• _Exercise prompt_: Copy each of the following entries word for word, without any changes.

[start of Extracted data]

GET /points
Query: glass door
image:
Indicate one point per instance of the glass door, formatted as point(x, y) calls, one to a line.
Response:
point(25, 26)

[end of Extracted data]

• _Answer to the task_:
GET /points
Query: glass door
image:
Indicate one point per instance of the glass door, formatted as point(x, y) calls, one to a line.
Response:
point(25, 26)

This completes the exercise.